DIRECTIONS>
Write down the lines exactly as they appear, from the one that contains "In the photograph above, where can the window" through the final line of the records, so that both ends are kept and no pictures come along.

RECORDS FOR PROCESSING>
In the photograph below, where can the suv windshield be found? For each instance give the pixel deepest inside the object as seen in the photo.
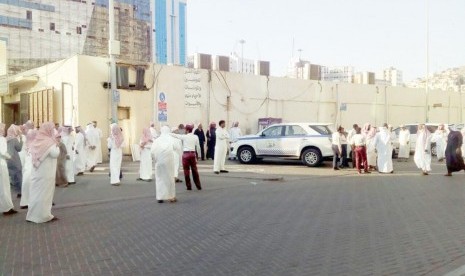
(323, 130)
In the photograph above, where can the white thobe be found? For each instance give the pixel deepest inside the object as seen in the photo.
(404, 143)
(22, 153)
(177, 156)
(146, 164)
(93, 140)
(422, 155)
(440, 138)
(116, 157)
(80, 157)
(383, 147)
(234, 134)
(163, 155)
(25, 186)
(221, 149)
(99, 146)
(6, 203)
(371, 154)
(463, 145)
(69, 166)
(154, 133)
(43, 187)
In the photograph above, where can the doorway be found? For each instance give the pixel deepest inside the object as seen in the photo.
(11, 114)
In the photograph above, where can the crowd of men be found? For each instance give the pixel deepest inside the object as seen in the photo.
(184, 146)
(36, 160)
(372, 148)
(33, 161)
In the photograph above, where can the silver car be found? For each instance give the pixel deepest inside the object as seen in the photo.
(309, 142)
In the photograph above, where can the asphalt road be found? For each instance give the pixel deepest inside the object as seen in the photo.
(273, 218)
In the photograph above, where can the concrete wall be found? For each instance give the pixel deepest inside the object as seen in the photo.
(202, 96)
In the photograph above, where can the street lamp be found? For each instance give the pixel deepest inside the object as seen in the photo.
(242, 41)
(301, 66)
(427, 61)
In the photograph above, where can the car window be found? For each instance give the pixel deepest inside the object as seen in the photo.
(295, 131)
(413, 129)
(323, 130)
(273, 131)
(432, 129)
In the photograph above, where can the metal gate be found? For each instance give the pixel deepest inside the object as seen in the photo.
(37, 106)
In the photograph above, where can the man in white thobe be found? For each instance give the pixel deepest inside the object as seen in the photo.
(234, 134)
(178, 152)
(221, 148)
(422, 155)
(440, 138)
(153, 131)
(44, 152)
(99, 144)
(6, 204)
(79, 149)
(404, 144)
(383, 146)
(163, 155)
(93, 139)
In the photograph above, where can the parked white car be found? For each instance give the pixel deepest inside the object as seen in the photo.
(309, 142)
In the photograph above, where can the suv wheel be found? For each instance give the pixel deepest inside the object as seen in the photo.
(311, 157)
(246, 155)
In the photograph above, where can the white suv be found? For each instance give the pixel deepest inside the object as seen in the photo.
(309, 142)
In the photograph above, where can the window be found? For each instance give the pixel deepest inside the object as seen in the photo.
(413, 129)
(295, 131)
(273, 131)
(323, 130)
(122, 77)
(124, 113)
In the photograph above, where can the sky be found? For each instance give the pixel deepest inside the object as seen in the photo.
(368, 34)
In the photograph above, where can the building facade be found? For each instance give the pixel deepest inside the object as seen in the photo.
(303, 69)
(338, 74)
(170, 41)
(37, 32)
(391, 76)
(364, 78)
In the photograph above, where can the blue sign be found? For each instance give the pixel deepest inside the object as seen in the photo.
(343, 107)
(162, 116)
(115, 95)
(162, 97)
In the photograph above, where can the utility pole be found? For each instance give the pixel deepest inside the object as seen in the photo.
(113, 50)
(242, 54)
(427, 62)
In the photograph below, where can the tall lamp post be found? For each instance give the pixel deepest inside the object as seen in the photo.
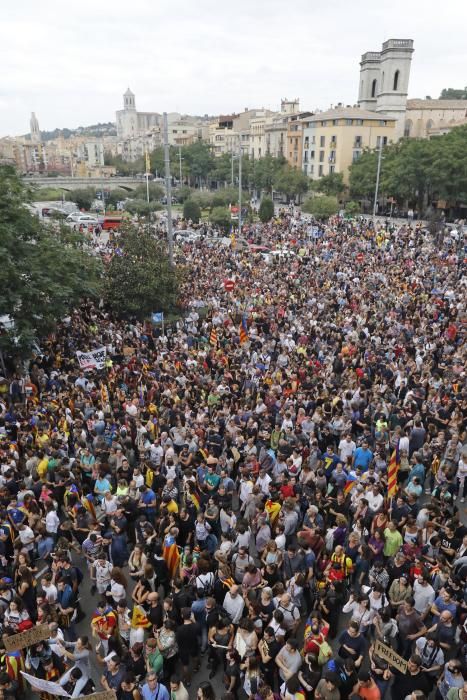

ANSWER FOR THIS EXERCISE>
In the photograph above, where can the window be found? For each instance give the pixel deepest inside the object as seen in the photo.
(413, 129)
(295, 131)
(273, 131)
(323, 130)
(122, 77)
(124, 113)
In the photograph above, where can the sky be found? For each instance give the pixel deepest inside the object as seen in the photo.
(368, 34)
In the photograph above, where can the building facade be found? For each instance give the pixel deepest inside the object as seen in the photo.
(303, 69)
(338, 74)
(170, 41)
(37, 32)
(391, 76)
(364, 78)
In the photograph above, where can the blue sign be found? For each instance give the pixel deepest inside the object as seen in the photo.
(343, 107)
(162, 116)
(115, 95)
(162, 97)
In the photograph above, where can the utility pole be found? For each instance give the pixel deepest inside the object as seen in the photo.
(113, 50)
(242, 54)
(427, 62)
In the photograph below, where can the tall lamp post be found? For each instance give the pixel deepest inside the object as seen in the photo.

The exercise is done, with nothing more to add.